Records from a collection:

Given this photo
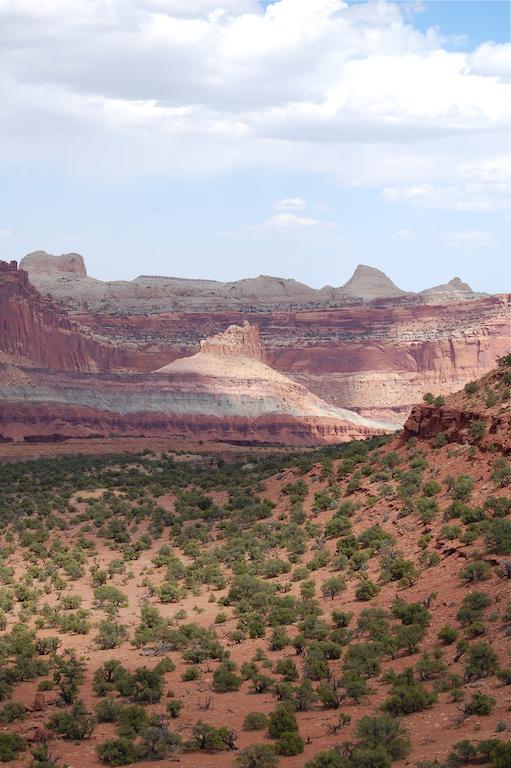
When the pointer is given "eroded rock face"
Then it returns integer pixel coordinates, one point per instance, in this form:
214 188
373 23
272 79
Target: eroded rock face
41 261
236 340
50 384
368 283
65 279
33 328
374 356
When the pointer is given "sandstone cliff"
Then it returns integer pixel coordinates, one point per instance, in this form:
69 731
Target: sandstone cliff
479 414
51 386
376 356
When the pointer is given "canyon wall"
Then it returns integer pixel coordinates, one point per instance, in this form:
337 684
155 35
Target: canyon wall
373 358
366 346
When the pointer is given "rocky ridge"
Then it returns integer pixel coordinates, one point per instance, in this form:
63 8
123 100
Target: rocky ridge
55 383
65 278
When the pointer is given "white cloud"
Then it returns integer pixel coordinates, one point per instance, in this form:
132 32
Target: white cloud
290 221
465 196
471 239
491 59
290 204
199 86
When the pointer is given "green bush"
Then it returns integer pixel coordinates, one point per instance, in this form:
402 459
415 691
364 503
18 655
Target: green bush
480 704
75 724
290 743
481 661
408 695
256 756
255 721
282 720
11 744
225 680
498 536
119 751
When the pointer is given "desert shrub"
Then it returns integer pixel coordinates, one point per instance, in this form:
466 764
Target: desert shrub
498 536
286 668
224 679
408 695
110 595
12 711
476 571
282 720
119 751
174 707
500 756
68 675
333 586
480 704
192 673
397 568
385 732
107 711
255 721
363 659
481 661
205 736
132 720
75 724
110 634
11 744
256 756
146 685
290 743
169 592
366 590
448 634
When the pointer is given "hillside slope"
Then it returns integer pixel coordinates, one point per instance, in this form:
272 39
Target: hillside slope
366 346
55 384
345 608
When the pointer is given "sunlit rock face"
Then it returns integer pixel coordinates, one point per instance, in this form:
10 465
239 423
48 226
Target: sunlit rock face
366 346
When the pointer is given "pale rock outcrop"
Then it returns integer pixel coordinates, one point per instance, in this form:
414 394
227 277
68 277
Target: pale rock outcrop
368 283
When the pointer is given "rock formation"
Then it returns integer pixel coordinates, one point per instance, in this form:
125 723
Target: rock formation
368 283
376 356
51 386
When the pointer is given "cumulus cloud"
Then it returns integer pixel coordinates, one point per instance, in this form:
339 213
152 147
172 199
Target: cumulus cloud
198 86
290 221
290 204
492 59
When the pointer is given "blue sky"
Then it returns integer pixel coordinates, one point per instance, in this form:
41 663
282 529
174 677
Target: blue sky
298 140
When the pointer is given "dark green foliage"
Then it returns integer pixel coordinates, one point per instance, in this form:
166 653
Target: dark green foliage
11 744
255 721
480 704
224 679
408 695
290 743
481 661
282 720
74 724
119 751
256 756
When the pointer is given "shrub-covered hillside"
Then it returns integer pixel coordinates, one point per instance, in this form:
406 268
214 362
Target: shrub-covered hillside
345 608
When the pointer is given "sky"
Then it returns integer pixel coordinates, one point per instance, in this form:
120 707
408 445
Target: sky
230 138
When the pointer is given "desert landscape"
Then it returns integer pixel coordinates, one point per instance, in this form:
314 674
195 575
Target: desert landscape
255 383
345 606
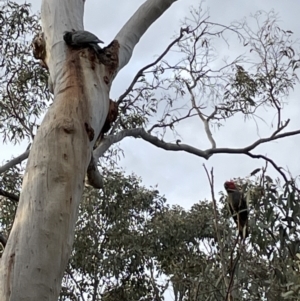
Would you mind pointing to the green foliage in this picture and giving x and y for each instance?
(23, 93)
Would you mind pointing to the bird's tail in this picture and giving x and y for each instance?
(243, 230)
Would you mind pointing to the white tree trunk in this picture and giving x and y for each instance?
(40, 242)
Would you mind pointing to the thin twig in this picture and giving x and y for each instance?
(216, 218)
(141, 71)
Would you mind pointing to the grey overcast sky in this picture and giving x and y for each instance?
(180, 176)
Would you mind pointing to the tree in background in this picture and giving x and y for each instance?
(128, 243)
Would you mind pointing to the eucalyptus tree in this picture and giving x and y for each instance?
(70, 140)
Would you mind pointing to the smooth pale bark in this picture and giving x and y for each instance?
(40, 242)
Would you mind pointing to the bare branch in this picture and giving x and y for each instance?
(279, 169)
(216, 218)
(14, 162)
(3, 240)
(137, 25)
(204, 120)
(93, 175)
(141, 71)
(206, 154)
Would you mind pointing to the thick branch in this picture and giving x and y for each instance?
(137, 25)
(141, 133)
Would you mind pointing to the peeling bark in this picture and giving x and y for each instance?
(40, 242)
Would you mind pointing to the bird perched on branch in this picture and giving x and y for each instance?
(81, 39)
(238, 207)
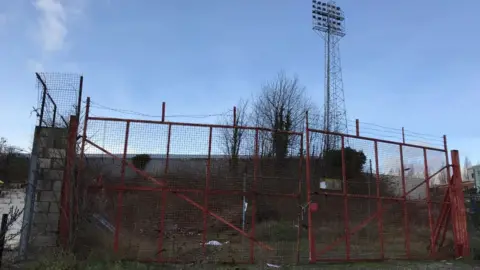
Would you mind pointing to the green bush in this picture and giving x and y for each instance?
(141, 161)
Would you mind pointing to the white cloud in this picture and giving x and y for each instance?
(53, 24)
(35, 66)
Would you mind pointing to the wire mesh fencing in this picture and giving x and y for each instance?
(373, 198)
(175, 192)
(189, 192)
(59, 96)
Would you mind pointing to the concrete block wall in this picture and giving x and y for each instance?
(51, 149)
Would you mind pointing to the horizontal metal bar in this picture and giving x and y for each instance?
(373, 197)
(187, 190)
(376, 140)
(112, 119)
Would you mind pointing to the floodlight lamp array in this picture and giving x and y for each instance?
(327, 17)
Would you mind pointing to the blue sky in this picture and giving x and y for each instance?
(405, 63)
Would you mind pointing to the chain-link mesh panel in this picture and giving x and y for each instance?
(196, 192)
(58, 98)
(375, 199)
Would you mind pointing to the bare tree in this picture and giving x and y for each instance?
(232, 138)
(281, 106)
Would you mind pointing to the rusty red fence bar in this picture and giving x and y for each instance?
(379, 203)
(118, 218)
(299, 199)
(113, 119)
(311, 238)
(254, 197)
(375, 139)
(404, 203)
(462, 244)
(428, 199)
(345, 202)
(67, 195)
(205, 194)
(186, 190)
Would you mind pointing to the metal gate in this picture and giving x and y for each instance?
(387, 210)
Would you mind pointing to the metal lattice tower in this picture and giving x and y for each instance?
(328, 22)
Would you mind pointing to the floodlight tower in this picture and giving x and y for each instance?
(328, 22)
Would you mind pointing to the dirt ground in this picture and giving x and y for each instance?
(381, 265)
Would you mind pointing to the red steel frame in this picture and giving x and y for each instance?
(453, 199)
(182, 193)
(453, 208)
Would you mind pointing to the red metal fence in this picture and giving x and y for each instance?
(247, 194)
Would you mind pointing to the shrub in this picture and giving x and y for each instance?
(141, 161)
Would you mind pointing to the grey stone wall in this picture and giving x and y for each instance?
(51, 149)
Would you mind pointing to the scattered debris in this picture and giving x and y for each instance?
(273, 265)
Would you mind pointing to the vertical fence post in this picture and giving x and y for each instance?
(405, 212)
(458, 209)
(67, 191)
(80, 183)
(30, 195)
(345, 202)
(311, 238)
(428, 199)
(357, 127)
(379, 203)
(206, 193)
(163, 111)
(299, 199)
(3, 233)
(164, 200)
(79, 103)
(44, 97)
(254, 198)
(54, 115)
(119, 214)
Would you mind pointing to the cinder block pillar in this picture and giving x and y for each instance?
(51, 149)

INSTRUCTIONS TO FOLLOW: Transcribe every line from the records above without alteration, and leave out the images.

ANSWER SPACE:
Given this photo
When the pointer is given "eroded rock face"
Then it returns integer pixel coordinates, one point per instance, in this form:
214 188
373 23
272 79
Target: eroded rock face
41 261
236 340
50 384
368 283
65 279
33 328
374 356
When the pointer is given "sandstone cliff"
Then it returns integer pixel coordinates, one point per instance, in this form:
69 731
Target: sandstone cliff
479 414
51 386
376 356
When the pointer is given "canyon wall"
Then it returns integer pixel coordinates, one point per instance, in this form:
337 684
155 35
Target: canyon wall
373 358
366 346
When the pointer is given "rocky ridge"
Then it returns integer pixel coordinates, one point per instance, in this form:
63 8
123 100
Target: rocky ridge
55 383
65 278
When the pointer is given "white cloud"
Then it returns integer pixel coordinates, one point per instance, in this form:
132 32
Target: white cloud
290 221
465 196
471 239
491 59
290 204
199 86
When the pointer is given "green bush"
Then it returns integer pixel coordinates, one point per instance, in this form:
402 459
415 691
364 503
18 655
Target: green bush
480 704
75 724
290 743
481 661
408 695
256 756
255 721
282 720
11 744
225 680
498 536
119 751
When the pointer is given "desert shrub"
Then it returns integer pixel coordinates, one point per instance, in this form:
466 764
Target: desert shrub
498 536
286 668
224 679
408 695
110 595
12 711
476 571
282 720
119 751
174 707
500 756
68 675
333 586
480 704
192 673
397 568
385 732
107 711
255 721
363 659
481 661
205 736
132 720
75 724
110 634
11 744
256 756
146 685
290 743
169 592
366 590
448 634
When the pointer is given "hillside slope"
Then it returns integer pixel coordinates, one point per instance, in this form:
272 39
Target: hillside slope
366 346
55 384
345 608
When the pointer is given "sunlit rock face"
Then it returns integer pixel coordinates, one point per instance, in this form:
10 465
239 423
48 226
Target: sunlit rock face
366 346
When the pointer is given "pale rock outcrop"
Then it returns integer pixel coordinates, one point per instance, in this form:
414 394
227 277
68 277
Target: pale rock outcrop
368 283
When the pointer is given "rock formation"
Then it returns integer pixel coordinates, one point per instance, in this form:
125 723
Target: rock formation
368 283
376 356
51 386
When the pointer is given "cumulus cloud"
Then it returns integer pixel coordinates, one point per instance, in this form:
339 213
152 147
172 199
Target: cumulus cloud
198 86
290 221
290 204
492 59
When the pointer is given "blue sky"
Then it returns integer pixel coordinates, one point per instance, in this form:
41 663
282 529
174 677
Target: blue sky
298 140
When the pointer is given "dark green foliage"
Then it returns integer pixel coordinates, one point per instance, in this form:
166 653
Target: dark green foliage
11 744
255 721
480 704
224 679
408 695
290 743
481 661
282 720
74 724
119 751
256 756
When the pointer is given "shrub-covered hillside"
Then it returns integer pixel coordinates, one point per instance, in this form:
406 268
214 362
Target: shrub-covered hillside
345 608
When the pointer is given "sky"
Then it returns integer pixel coordinates, one point per instance, in this form:
120 707
408 445
Target: sky
230 138
When the pointer is given "desert landscape"
Then it returns integer pixel coordinates, one point per instance, in this form:
314 674
195 575
Target: desert landscape
255 383
345 606
Would you mind pointing to the green foliage in this picture and giving x and y for each instance?
(23, 93)
Would you mind pointing to the bird's tail in this picture and giving x and y for each instance?
(243, 230)
Would you mind pointing to the white tree trunk in this picture and giving x and y for each instance?
(40, 242)
Would you mind pointing to the thin twig in this picture and giving x and y for each instance?
(216, 218)
(141, 71)
Would you mind pointing to the grey overcast sky in this picture and giving x and y for each instance?
(180, 176)
Would you mind pointing to the tree in background in this picture and giving x and y for each instance?
(128, 243)
Would you mind pointing to the eucalyptus tree in this picture and giving x and y for each instance?
(70, 140)
Would you mind pointing to the smooth pale bark in this picture and giving x and y for each instance?
(40, 242)
Would you mind pointing to the bare branch in this picture and giving x and y for each instance?
(279, 169)
(216, 218)
(14, 162)
(3, 240)
(137, 25)
(204, 120)
(93, 175)
(141, 71)
(206, 154)
Would you mind pointing to the thick branch in this picture and giving x and y for each instance?
(137, 25)
(141, 133)
Would you mind pointing to the peeling bark in this picture and giving x and y for each instance?
(40, 242)
Would you mind pointing to the bird perched on branch in this picture and giving x and y for each instance?
(81, 39)
(238, 207)
Would you mind pointing to the green bush in this picture and giving x and y for each instance?
(141, 161)
Would you mind pointing to the white cloud in this picture and giving x and y for each instance?
(53, 24)
(35, 66)
Would you mind pointing to the wire mesh fencing in this picture and giving x and y for each instance?
(373, 198)
(175, 192)
(189, 192)
(59, 96)
Would you mind pointing to the concrete block wall in this picture and giving x and y for each instance?
(51, 149)
Would you mind pointing to the horizontal metal bar in this picture and giving x and y for each instance?
(373, 197)
(187, 190)
(376, 140)
(112, 119)
Would you mind pointing to the floodlight lamp array in this picture and giving x and y for each instance?
(327, 17)
Would you mind pointing to the blue sky in this picture and giving x and y for each instance?
(405, 63)
Would you mind pointing to the chain-link mesh panel in this picture and giving x and y for each instance?
(196, 192)
(58, 98)
(375, 199)
Would you mind pointing to the bare tree in this picture and giving x and y for each instance?
(232, 138)
(281, 106)
Would you mind pointing to the rusty red fence bar in this picture and giving x and y for each instance?
(379, 203)
(118, 218)
(299, 199)
(113, 119)
(311, 238)
(254, 197)
(375, 139)
(404, 203)
(462, 244)
(428, 199)
(345, 202)
(67, 195)
(205, 194)
(186, 190)
Would you mind pointing to the metal gate in this picture and giving x and y for each instance?
(387, 210)
Would you mind pointing to the metal lattice tower in this picture and giving x and y for each instance?
(328, 22)
Would you mind pointing to the floodlight tower in this picture and giving x and y for each instance?
(328, 22)
Would you mind pointing to the dirt ground in this picture and giving x and y for each instance?
(381, 265)
Would you mind pointing to the red steel frame in this picture and giving x and y for each instance?
(453, 199)
(182, 193)
(453, 208)
Would you mind pointing to the red metal fence in this picture and giving x and y for each instance?
(247, 194)
Would you mind pointing to the shrub in this picture and giving x and y for each instance?
(141, 161)
Would you mind pointing to the grey stone wall in this picture and giving x and y for each instance?
(51, 149)
Would you mind pointing to the scattered debris in this picture and giving x and y for each instance?
(273, 265)
Would you mind pointing to the vertical fence post in this picture and giving x and y for each instance?
(405, 212)
(458, 209)
(67, 191)
(80, 183)
(30, 195)
(345, 202)
(311, 238)
(428, 199)
(357, 127)
(379, 203)
(206, 193)
(163, 111)
(299, 199)
(3, 233)
(164, 200)
(79, 103)
(44, 97)
(254, 198)
(54, 115)
(119, 214)
Would you mind pointing to the cinder block pillar in this picture and giving x and y for each instance?
(51, 149)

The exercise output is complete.